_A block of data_
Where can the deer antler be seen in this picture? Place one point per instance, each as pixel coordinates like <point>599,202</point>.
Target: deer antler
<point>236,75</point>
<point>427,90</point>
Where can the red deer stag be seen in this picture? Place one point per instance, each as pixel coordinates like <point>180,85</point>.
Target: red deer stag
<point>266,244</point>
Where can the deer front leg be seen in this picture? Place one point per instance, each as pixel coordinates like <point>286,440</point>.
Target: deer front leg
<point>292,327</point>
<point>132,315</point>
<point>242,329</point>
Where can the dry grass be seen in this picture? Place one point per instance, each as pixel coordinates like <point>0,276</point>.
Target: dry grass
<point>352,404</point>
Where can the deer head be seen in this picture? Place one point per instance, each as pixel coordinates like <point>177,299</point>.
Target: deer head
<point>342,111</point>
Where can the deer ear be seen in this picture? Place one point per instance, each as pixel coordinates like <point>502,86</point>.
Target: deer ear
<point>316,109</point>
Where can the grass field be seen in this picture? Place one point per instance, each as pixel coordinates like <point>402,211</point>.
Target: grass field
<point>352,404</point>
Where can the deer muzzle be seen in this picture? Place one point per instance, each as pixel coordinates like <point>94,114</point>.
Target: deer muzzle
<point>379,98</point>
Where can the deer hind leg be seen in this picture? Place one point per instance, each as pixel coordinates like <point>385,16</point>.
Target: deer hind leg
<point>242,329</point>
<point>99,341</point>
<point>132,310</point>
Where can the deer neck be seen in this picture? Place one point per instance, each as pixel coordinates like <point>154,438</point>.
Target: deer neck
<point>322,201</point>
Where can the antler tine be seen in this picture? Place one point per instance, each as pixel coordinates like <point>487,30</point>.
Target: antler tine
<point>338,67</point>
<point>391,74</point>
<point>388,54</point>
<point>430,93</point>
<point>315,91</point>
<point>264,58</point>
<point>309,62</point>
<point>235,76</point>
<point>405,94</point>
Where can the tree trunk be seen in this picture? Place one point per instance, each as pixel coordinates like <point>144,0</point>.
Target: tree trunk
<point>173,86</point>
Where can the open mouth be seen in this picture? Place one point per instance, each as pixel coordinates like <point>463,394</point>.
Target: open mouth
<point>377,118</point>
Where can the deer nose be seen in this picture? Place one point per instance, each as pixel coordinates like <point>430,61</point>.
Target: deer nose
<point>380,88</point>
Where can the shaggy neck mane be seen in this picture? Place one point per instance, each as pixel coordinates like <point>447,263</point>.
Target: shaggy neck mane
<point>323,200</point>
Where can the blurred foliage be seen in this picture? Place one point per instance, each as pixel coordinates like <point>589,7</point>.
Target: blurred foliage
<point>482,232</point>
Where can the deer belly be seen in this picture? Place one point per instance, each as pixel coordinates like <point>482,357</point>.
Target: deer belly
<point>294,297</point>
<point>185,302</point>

_What this task involves_
Could you extract every line of the records above and reproduce each one unchanged?

_Result of this task_
Where can the deer antler be seen in this picture? Place one point per instance, each as pixel coordinates like <point>599,202</point>.
Target: deer antler
<point>236,75</point>
<point>427,90</point>
Where can the red deer stag be seen in this picture? Place one point per instance, each as pixel coordinates like <point>180,85</point>.
Target: red deer stag
<point>266,244</point>
Where can the deer front leg be seen in this picture? Place one point per instance, each as pixel coordinates like <point>286,440</point>.
Target: deer front leg
<point>292,327</point>
<point>132,315</point>
<point>242,329</point>
Where can the dry grass be seen in this picture? Place one point per instance, each as pixel coordinates like <point>0,276</point>.
Target: dry grass
<point>352,404</point>
Where can the deer head be seen in this picture? Place one point per instance, each as pixel coordinates like <point>177,299</point>.
Target: deer head
<point>342,111</point>
Where can the deer ear be seen in this picture? Place one point per instance, each as pixel coordinates like <point>502,86</point>.
Target: deer ear
<point>316,109</point>
Where can the grass field be seen in this picture? Place one point per instance, each as pixel coordinates like <point>402,211</point>.
Target: grass field
<point>352,404</point>
Where can the deer muzzle be seen in this picture? Place one point per instance, each as pixel coordinates like <point>94,114</point>.
Target: deer muzzle
<point>379,98</point>
Where can the deer hind leg be seen in this picture? Place one point per instance, each as pixel coordinates like <point>385,16</point>.
Target: deer hind leg
<point>242,329</point>
<point>99,341</point>
<point>132,310</point>
Where can the deer neck be seen in this picture? Place one point per instance, each as pixel coordinates like <point>154,438</point>.
Target: deer neck
<point>322,201</point>
Where can the antler tine be seen in this picture? Place one point per instance, each as pixel coordinates like <point>487,30</point>.
Target: antler tine
<point>338,67</point>
<point>391,74</point>
<point>388,54</point>
<point>430,93</point>
<point>315,91</point>
<point>264,58</point>
<point>309,62</point>
<point>235,76</point>
<point>405,94</point>
Where can the tree trunk be seen in this picture? Place one point per instance, each as pixel coordinates like <point>144,0</point>.
Target: tree trunk
<point>173,86</point>
Where can the open mouth be seen in this picture? Place one point per instance, each as pixel coordinates like <point>463,394</point>.
Target: open mouth
<point>377,118</point>
Where can the deer nose be seen in this picture? Place one point per instance, each as pixel coordinates like <point>430,61</point>.
Target: deer nose
<point>380,88</point>
Where can the shaggy neck mane be seen in this picture? Place one point per instance, each as pixel coordinates like <point>447,263</point>.
Target: shaggy neck mane
<point>323,200</point>
Where can the blurred foliage be seen in this picture? Place one point per instance, each as pixel coordinates like <point>589,7</point>.
Target: blurred foliage
<point>482,232</point>
Where can the deer belly be seen in this picture? Place one point per instance, each as pixel coordinates like <point>482,357</point>.
Target: deer belly
<point>294,297</point>
<point>185,302</point>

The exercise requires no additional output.